:: Extract provided ::
————

Ian Goldin shares this concern, warning listeners about what he calls the "two Achilles heels of globalization": growing inequality and the fragility that is inherent in a complex integrated system. He points out that those who do not experience the benefits of globalization, who feel like they've been left out in one way or another, can potentially become incredibly dangerous. In a world where what happens in one place very quickly affects everyone else — and where technologies are getting ever smaller and more powerful — a single angry individual with access to technological resources has the potential to do more damage than ever before. The question becomes then, how do we manage the systemic risk inherent in today's technology-infused globalized world? According to Goldin, our current governance structures are "fossilized" and ill-equipped to deal with these issues.

Other critics of the notion that ICTs are inherently liberating point out that ICTs have been leveraged effectively by oppressive governments to solidify their own power and to manipulate, spy upon, and censor their citizens. Journalist and TED speaker Evgeny Morozov expresses scepticism about what he calls "iPod liberalism," or the belief that technology will necessarily lead to the fall of dictatorships and the emergence of democratic governments. Morozov uses the term "spinternet" to describe authoritarian governments' use of the Internet to provide their own "spin" on issues and events. Russia, China, and Iran, he argues, have all trained and paid bloggers to promote their ideological agendas in the online environment and/or or to attack people writing posts the government doesn't like in an effort to discredit them as spies or criminals who should not be trusted.

Morozov also points out that social networking sites like Facebook and Twitter are tools not only of revolutionaries but also of authoritarian governments who use them to gather open-source intelligence. "In the past," Morozov maintains, "it would take you weeks, if not months, to identify how Iranian activists connect to each other. Now you know how they connect to each other by looking at their Facebook page. KGB...used to torture in order to get this data." Instead of focusing primarily on bringing Internet access and devices to the people in countries ruled by authoritarian regimes, Morozov argues that we need to abandon our cyber-utopian assumptions and do more to actually empower intellectuals, dissidents, NGOs and other members of society, making sure that the "spinternet" does not prevent their voices from being heard.

————

:: Dataset excerpts ::

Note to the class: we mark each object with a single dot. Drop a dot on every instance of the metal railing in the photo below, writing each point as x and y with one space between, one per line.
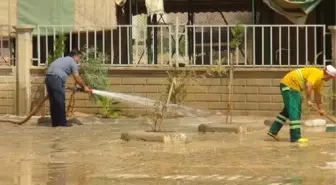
196 45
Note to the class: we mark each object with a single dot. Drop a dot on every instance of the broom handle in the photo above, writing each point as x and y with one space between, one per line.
328 117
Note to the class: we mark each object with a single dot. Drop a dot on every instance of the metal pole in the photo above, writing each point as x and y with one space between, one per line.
254 19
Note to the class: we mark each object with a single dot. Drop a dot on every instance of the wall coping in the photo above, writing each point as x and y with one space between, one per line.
160 69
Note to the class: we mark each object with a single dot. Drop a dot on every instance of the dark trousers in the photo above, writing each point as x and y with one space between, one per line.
56 91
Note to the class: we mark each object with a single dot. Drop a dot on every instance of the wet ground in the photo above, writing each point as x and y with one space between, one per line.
92 154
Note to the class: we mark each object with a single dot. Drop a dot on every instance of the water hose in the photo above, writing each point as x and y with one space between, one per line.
37 107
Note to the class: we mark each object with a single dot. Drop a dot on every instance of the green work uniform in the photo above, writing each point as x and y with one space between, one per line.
291 111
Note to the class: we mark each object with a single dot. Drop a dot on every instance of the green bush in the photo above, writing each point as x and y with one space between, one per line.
95 74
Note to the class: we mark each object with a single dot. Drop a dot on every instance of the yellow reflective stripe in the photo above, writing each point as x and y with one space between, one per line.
285 89
281 116
295 122
301 79
279 121
295 126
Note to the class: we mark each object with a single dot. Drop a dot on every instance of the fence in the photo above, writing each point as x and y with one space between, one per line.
197 45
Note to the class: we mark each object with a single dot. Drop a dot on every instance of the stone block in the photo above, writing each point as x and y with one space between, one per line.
133 81
207 97
258 98
258 82
269 90
231 128
245 90
146 89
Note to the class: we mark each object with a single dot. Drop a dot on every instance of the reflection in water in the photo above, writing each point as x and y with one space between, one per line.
57 156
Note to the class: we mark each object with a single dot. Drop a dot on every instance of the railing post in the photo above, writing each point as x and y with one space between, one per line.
333 56
23 63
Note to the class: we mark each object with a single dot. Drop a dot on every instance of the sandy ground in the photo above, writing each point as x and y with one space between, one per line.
93 154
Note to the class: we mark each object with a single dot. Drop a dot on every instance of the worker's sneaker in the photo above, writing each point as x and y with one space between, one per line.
275 136
302 140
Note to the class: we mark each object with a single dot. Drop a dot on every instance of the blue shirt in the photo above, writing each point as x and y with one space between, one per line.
63 67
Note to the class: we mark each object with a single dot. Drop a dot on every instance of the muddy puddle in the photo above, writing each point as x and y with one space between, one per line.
92 154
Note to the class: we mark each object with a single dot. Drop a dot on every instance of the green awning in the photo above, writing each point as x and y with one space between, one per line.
294 10
42 12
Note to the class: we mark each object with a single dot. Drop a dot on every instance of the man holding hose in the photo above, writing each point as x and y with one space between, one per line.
304 79
55 79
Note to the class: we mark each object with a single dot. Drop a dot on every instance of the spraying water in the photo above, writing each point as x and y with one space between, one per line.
187 111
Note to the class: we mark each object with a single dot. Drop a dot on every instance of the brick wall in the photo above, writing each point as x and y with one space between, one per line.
256 91
7 90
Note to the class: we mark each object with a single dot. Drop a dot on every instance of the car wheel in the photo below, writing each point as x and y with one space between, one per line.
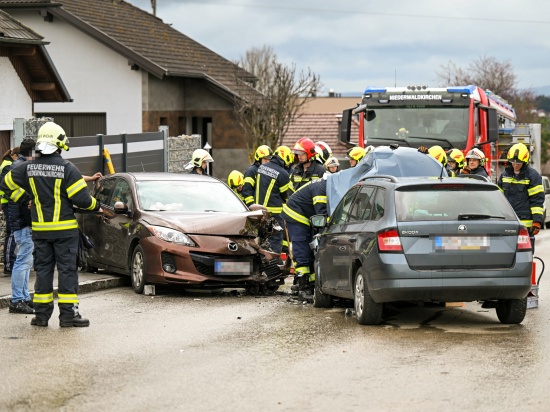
367 311
138 277
511 311
320 300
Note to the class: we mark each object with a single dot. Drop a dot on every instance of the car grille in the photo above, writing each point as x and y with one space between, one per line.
205 263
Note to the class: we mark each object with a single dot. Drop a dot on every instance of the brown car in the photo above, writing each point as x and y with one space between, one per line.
169 228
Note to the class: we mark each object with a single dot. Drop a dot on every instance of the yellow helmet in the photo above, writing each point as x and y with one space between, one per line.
475 153
457 156
262 151
285 153
51 137
235 179
356 153
518 153
438 154
199 156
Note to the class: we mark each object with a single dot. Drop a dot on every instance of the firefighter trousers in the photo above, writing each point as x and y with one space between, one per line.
49 253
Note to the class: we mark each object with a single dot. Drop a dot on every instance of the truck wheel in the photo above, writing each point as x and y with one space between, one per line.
138 277
367 311
511 311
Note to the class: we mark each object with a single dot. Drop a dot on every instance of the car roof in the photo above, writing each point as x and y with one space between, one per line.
164 176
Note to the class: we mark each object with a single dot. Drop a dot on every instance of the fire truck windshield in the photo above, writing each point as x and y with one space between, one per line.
418 126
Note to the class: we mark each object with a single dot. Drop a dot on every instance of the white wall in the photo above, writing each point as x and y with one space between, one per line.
98 79
14 100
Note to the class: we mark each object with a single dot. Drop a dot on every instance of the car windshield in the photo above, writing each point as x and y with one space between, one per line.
419 125
188 196
453 203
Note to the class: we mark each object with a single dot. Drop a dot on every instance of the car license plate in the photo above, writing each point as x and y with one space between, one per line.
461 243
231 267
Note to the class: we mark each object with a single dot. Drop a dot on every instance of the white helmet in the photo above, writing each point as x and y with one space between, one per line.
51 137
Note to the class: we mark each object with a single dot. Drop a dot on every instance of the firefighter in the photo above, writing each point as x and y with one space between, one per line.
54 185
271 189
438 154
355 154
332 165
307 201
455 160
199 162
308 169
262 155
522 186
476 163
235 181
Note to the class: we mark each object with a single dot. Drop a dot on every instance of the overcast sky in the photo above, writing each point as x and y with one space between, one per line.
352 45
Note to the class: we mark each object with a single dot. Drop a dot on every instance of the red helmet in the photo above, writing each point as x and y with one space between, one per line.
305 145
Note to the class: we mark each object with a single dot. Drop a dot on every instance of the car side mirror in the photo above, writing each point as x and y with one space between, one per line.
318 221
121 208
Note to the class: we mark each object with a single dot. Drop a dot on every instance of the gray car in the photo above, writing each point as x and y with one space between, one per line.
424 240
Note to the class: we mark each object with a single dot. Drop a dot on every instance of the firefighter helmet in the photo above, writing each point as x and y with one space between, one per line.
332 162
235 179
51 137
199 156
518 153
284 153
305 145
323 151
475 153
356 153
456 155
262 152
438 154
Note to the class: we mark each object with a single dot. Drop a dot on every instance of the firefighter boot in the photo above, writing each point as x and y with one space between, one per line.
43 312
69 316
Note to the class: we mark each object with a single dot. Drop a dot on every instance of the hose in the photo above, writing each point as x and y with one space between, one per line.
542 271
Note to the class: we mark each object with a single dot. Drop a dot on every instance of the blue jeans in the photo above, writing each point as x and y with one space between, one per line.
22 266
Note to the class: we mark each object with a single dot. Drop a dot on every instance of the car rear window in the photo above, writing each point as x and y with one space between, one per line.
450 202
188 196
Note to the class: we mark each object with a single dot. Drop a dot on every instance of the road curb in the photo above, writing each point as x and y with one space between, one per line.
83 288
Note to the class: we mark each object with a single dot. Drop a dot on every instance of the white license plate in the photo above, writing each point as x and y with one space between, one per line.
230 267
461 242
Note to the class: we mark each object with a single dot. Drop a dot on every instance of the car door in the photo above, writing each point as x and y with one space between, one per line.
115 227
333 255
92 224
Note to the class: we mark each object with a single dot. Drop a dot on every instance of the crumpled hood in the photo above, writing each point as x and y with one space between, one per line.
208 223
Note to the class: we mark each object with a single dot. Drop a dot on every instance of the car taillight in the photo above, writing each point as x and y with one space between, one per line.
389 241
524 242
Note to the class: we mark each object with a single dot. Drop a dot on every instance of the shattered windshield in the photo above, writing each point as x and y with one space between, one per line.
419 126
188 196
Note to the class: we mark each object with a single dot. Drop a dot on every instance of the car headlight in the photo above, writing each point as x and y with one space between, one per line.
171 235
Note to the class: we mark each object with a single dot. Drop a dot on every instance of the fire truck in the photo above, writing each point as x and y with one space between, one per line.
452 117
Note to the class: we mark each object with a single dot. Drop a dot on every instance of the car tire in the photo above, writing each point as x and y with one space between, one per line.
367 311
137 274
320 300
511 311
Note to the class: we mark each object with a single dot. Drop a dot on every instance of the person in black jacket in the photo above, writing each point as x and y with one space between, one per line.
20 221
54 185
271 190
522 186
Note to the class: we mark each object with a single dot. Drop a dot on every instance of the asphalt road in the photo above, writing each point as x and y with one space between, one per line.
200 352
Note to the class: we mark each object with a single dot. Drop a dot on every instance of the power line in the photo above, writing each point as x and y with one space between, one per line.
355 12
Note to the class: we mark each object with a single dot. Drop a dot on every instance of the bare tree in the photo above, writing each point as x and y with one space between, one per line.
265 118
490 74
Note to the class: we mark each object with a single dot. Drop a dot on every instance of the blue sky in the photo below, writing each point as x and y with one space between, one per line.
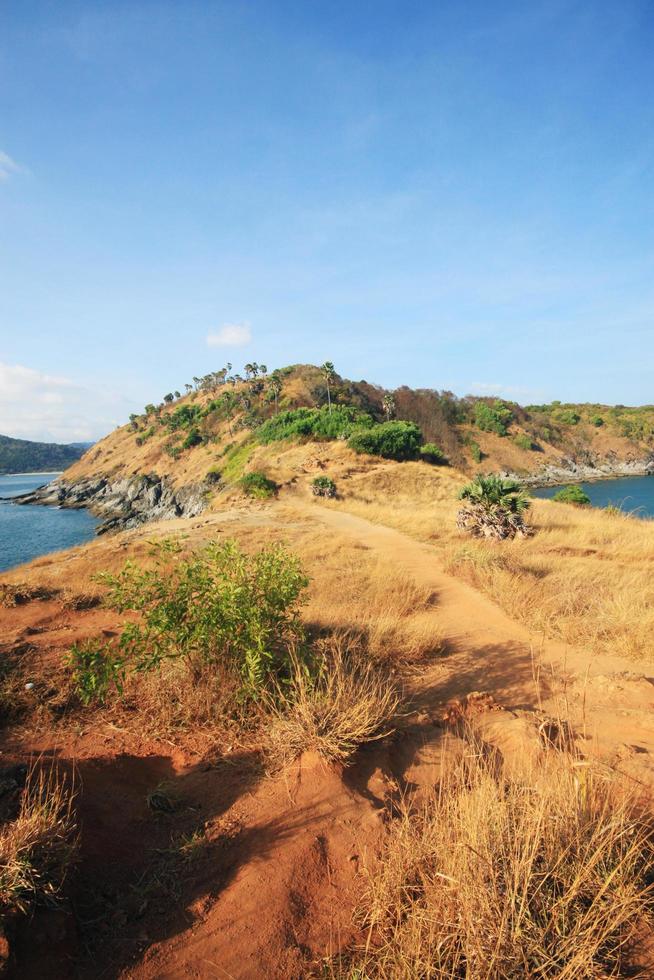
441 194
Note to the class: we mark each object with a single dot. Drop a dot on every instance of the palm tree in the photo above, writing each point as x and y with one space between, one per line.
495 508
329 376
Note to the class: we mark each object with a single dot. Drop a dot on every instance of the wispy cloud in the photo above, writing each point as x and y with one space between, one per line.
515 392
231 335
34 405
8 166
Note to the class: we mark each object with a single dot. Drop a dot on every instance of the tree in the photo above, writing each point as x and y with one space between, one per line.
494 508
329 376
388 403
275 385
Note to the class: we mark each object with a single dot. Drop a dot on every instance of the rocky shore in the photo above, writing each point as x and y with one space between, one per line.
122 503
588 468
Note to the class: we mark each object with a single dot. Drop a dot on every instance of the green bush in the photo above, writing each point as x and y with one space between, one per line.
257 485
566 416
193 439
323 486
218 607
313 423
493 418
432 454
572 495
391 440
475 451
96 670
184 417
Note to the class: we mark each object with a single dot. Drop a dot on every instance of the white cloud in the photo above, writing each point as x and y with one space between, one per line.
514 392
50 408
7 166
231 335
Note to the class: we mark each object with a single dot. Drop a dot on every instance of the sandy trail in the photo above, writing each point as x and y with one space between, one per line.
487 650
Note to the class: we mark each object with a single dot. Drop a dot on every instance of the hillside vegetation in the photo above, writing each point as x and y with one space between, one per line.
24 456
212 429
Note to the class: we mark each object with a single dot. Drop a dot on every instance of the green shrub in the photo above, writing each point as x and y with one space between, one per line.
391 440
96 671
193 439
493 418
475 451
572 495
323 486
566 416
313 423
218 607
184 417
431 453
257 485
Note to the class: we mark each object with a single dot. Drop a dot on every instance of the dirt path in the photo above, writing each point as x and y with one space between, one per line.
487 650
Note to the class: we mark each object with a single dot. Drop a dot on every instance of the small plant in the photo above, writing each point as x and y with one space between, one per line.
572 494
493 418
323 486
346 703
391 440
523 441
475 451
494 508
38 846
97 670
257 485
194 438
432 454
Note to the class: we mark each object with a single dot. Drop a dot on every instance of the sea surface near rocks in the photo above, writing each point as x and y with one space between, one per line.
29 531
633 494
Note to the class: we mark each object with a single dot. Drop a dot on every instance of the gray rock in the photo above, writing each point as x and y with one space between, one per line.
125 502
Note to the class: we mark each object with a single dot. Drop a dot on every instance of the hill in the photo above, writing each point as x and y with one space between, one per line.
216 428
24 456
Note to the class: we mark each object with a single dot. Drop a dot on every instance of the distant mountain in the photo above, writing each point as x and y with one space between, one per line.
23 456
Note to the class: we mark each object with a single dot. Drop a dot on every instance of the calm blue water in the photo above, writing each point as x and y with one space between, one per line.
27 532
631 493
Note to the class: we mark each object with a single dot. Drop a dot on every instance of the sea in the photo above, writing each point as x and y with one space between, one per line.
29 531
633 494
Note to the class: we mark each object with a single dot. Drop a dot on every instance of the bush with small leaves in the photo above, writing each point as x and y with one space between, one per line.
432 454
97 670
323 486
572 495
391 440
219 607
257 485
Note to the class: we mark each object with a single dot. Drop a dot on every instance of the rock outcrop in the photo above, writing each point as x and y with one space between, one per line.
577 470
123 502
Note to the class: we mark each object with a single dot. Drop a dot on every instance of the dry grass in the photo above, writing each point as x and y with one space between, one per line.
501 879
39 845
349 703
174 699
583 578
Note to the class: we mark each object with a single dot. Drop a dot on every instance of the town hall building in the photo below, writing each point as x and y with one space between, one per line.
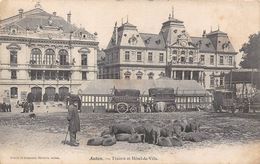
172 53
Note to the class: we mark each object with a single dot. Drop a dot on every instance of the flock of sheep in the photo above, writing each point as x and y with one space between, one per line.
170 135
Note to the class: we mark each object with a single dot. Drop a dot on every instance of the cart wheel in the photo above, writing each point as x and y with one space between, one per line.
122 107
133 109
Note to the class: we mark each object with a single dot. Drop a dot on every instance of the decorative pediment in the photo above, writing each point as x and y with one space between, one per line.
13 46
127 73
84 50
139 73
151 74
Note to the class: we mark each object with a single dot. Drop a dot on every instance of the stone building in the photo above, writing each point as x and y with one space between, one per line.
173 53
43 53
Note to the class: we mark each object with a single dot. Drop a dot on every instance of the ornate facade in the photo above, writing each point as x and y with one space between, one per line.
43 53
172 53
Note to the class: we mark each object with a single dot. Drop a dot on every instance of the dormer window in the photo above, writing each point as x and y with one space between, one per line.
158 41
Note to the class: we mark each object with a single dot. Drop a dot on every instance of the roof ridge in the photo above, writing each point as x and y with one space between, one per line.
148 33
23 13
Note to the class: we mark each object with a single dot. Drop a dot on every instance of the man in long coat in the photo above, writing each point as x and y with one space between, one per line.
74 122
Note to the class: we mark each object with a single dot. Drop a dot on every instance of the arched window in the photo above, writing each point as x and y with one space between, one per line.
13 57
190 59
84 59
14 92
49 56
36 56
63 92
64 57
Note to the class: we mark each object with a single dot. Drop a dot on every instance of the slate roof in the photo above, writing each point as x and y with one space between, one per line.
204 44
221 41
153 41
38 17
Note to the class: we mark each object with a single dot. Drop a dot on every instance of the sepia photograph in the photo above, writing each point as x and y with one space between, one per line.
128 81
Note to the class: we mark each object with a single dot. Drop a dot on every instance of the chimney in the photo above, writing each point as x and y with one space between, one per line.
204 34
116 33
69 17
20 13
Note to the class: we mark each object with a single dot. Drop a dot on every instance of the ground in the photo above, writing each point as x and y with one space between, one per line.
234 138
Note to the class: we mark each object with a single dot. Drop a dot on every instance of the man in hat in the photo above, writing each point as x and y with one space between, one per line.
74 122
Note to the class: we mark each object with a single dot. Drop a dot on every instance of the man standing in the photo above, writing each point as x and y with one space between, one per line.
74 122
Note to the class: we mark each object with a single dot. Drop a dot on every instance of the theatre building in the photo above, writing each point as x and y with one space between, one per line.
44 53
172 52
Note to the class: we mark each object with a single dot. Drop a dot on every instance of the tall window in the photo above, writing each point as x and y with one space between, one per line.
84 59
36 56
13 57
230 60
139 56
63 54
183 59
221 60
64 75
127 57
84 75
190 59
127 77
49 56
161 57
174 52
13 74
202 58
174 58
150 75
221 81
212 81
150 56
14 92
212 60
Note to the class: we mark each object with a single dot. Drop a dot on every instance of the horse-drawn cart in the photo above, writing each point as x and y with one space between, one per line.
163 98
126 100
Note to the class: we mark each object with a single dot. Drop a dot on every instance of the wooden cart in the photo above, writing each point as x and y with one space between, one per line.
165 96
126 100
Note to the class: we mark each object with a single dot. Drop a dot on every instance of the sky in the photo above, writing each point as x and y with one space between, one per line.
238 18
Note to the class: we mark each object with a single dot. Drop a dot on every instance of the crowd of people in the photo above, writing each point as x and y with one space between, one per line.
4 107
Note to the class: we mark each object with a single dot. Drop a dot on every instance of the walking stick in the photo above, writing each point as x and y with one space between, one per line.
66 136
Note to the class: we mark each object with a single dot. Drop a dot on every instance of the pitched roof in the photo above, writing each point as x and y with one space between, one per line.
39 18
204 44
153 41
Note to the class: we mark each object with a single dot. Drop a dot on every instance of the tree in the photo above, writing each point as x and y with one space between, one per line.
251 49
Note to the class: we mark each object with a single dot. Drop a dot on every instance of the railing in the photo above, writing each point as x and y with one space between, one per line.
183 102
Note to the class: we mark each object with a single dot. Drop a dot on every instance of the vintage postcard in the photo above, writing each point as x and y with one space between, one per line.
127 81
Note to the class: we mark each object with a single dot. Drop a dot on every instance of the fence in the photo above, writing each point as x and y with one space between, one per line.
102 101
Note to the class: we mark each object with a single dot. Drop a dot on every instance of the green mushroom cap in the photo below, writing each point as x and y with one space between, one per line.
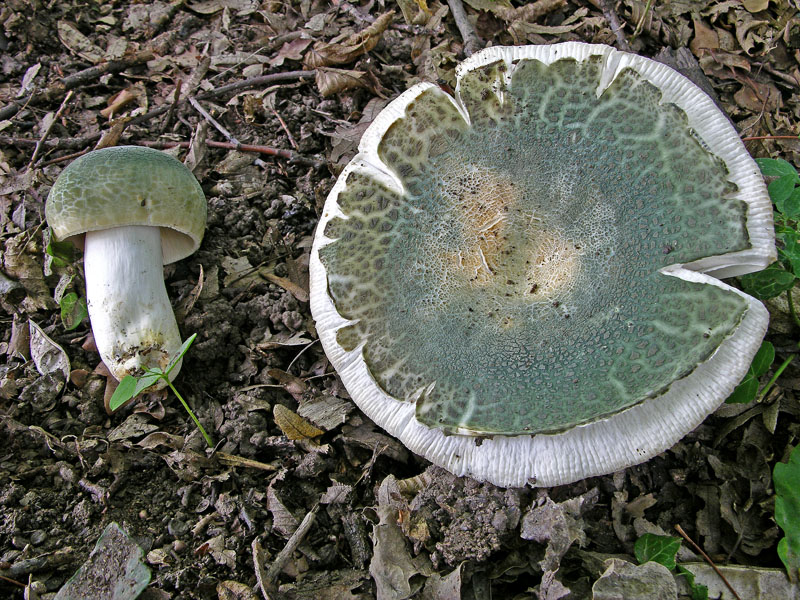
129 185
531 260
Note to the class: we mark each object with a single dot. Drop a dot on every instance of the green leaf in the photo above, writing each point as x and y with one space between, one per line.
763 359
142 383
745 392
699 592
73 310
791 207
657 548
748 388
769 283
789 254
63 253
776 167
183 349
786 478
123 393
781 189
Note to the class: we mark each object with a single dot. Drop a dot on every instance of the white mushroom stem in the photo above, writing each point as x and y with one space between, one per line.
132 320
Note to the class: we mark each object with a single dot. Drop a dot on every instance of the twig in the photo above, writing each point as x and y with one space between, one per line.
287 154
285 129
640 24
770 137
471 41
610 13
291 545
778 372
46 132
705 556
13 581
73 81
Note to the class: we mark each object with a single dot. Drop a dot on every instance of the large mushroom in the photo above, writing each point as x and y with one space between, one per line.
521 283
133 210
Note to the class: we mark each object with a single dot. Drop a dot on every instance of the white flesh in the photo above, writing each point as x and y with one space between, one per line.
132 320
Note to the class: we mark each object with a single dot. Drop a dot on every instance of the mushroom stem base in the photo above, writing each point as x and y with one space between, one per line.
132 319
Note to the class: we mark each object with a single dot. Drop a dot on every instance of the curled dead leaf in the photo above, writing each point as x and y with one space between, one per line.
347 50
332 81
293 425
48 356
294 385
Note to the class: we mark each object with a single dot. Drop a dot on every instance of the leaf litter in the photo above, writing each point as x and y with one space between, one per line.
302 483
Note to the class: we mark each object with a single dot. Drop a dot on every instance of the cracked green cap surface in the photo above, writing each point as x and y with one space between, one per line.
129 185
526 262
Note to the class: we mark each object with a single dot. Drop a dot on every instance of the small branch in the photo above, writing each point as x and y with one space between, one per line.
287 154
778 372
73 81
770 137
610 13
705 556
471 41
291 545
49 128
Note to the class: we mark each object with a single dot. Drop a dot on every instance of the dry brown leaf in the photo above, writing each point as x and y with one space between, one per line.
705 38
415 12
332 81
345 51
292 50
747 31
293 425
755 5
240 461
48 356
757 97
78 43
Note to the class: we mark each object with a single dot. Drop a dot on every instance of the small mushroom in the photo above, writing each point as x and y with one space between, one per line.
132 210
521 282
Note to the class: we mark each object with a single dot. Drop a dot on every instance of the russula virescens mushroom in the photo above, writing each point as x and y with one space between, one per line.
520 283
133 210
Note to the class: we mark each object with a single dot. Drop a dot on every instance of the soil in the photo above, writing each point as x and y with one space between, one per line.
291 450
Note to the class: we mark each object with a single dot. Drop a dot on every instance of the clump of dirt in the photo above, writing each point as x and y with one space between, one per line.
289 498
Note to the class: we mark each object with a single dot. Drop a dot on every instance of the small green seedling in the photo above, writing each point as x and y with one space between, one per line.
747 390
131 387
781 275
663 549
786 478
73 310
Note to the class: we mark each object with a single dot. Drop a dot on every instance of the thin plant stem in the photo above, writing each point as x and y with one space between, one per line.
705 556
792 310
191 414
762 394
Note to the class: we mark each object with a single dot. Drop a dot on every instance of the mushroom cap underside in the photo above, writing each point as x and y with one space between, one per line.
129 185
530 262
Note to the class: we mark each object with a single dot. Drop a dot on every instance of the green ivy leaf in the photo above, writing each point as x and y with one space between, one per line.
786 478
123 393
183 349
789 254
73 310
791 207
699 592
63 253
776 167
781 189
748 388
657 548
769 283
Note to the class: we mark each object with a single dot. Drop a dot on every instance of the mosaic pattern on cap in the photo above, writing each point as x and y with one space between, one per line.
129 185
512 286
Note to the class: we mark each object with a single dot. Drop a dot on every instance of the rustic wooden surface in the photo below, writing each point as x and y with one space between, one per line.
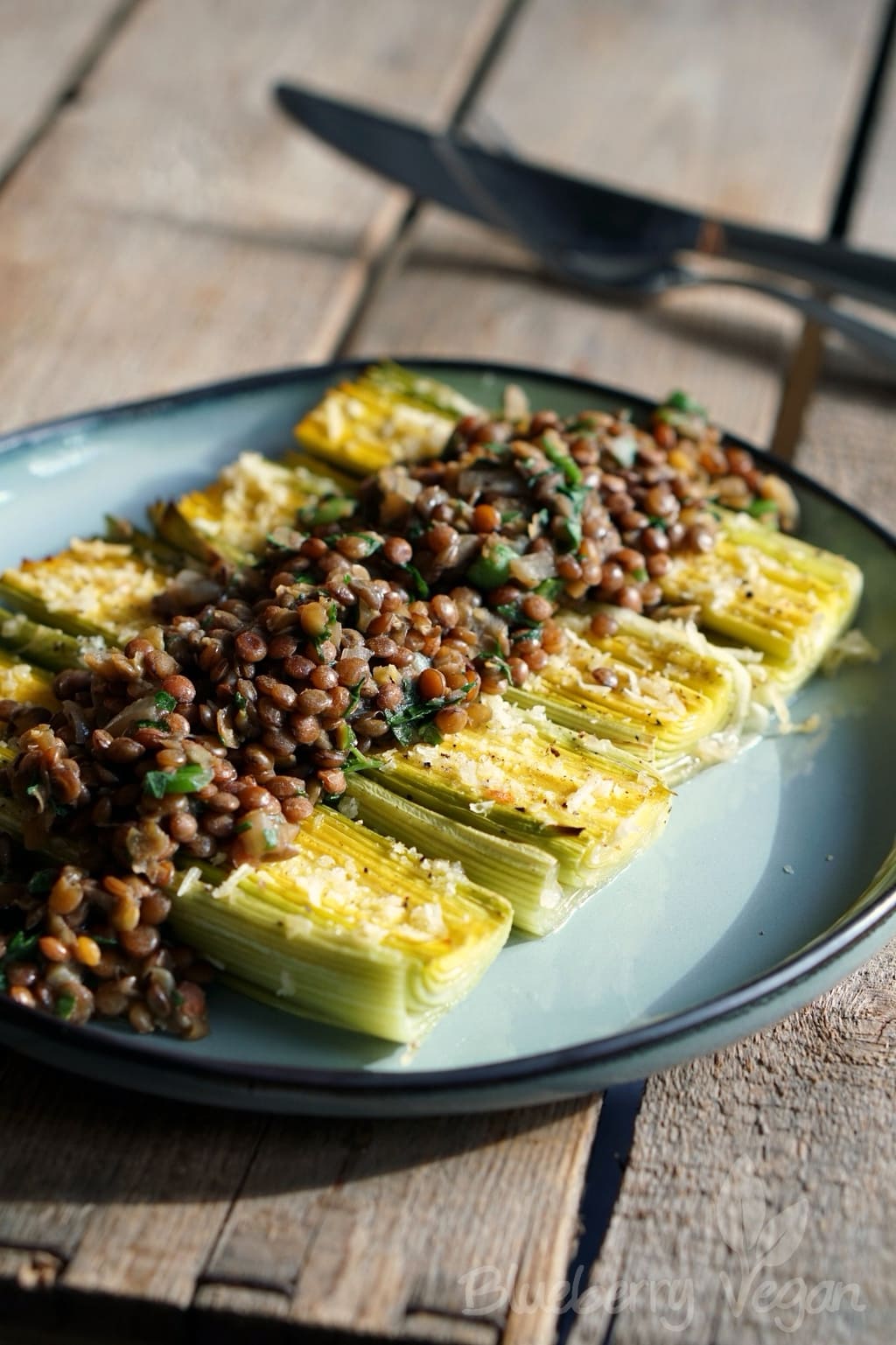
159 226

————

:: What you will do ::
Translate this sentence from the passage on technology and globalization into French: "Morozov uses the term "spinternet" to describe authoritarian governments' use of the Internet to provide their own "spin" on issues and events." The entries are material separate from the passage on technology and globalization.

:: Completed task ::
Morozov emploie le terme « spinternet » pour décrire l'utilisation d'Internet par les gouvernements autoritaires afin de donner leur propre « spin » aux questions et aux événements.